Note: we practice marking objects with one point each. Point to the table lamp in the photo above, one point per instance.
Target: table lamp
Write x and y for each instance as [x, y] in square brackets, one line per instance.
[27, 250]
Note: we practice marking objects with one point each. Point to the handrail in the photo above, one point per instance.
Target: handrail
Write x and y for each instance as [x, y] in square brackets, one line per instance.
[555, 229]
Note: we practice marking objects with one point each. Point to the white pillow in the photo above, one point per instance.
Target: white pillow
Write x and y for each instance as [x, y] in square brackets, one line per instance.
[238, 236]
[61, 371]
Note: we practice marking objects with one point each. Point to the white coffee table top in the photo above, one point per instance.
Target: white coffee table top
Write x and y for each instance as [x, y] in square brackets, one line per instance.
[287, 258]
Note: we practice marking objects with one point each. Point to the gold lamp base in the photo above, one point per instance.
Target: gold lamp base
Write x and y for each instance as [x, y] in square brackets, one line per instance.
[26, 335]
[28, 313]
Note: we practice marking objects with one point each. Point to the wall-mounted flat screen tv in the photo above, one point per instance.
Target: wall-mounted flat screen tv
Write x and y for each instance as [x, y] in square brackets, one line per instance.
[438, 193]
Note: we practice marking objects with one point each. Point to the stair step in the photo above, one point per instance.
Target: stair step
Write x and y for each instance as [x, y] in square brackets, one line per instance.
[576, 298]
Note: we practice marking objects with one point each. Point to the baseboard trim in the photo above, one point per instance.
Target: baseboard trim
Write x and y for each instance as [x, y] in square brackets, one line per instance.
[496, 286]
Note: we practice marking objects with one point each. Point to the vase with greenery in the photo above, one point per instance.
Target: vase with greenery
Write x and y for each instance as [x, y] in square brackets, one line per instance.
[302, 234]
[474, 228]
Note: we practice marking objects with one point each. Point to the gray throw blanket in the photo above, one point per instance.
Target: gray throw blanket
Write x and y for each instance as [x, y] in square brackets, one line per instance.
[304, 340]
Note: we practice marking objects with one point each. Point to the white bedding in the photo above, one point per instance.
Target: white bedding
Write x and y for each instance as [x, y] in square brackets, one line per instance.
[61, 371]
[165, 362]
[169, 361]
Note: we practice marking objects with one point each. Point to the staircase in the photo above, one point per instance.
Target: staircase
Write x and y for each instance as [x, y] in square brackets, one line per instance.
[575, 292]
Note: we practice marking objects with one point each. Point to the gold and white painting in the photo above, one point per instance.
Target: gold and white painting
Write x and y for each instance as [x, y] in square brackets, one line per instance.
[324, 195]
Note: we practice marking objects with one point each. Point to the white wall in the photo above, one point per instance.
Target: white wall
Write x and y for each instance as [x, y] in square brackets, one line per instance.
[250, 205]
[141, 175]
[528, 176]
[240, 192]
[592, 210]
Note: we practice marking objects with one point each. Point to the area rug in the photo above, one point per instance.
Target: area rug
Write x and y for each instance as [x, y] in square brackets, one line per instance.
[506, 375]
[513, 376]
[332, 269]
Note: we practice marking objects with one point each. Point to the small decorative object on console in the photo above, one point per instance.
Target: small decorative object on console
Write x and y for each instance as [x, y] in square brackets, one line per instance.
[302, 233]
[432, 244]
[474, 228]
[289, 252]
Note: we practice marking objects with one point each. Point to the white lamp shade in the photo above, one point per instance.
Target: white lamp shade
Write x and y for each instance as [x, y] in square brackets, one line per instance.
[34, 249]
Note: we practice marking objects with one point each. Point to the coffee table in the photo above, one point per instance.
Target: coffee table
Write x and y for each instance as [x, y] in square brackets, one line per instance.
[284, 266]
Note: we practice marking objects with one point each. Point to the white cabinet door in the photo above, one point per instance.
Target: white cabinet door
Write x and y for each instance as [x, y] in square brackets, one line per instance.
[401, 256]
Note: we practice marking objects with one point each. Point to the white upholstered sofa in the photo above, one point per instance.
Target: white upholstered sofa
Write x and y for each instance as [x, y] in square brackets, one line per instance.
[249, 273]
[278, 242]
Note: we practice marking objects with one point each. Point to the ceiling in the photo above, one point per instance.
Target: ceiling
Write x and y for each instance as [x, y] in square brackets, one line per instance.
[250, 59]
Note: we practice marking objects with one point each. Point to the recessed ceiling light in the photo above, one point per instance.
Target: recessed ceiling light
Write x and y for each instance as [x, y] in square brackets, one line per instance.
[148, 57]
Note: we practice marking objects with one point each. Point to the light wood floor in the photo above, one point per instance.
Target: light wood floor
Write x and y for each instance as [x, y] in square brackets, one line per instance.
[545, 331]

• • • •

**What needs to be done:** Repeat everything from the line containing "to the light" down to the end of the entries, swapping "wood" for "oak" and leaving all else unchanged.

**Result below:**
Note: we practice marking objects with one point each. Point to the light oak floor in the photo above, one point per instance.
Target: light oak floor
Write x and y for each instance as [x, y] in square brackets, one line per instance.
[545, 331]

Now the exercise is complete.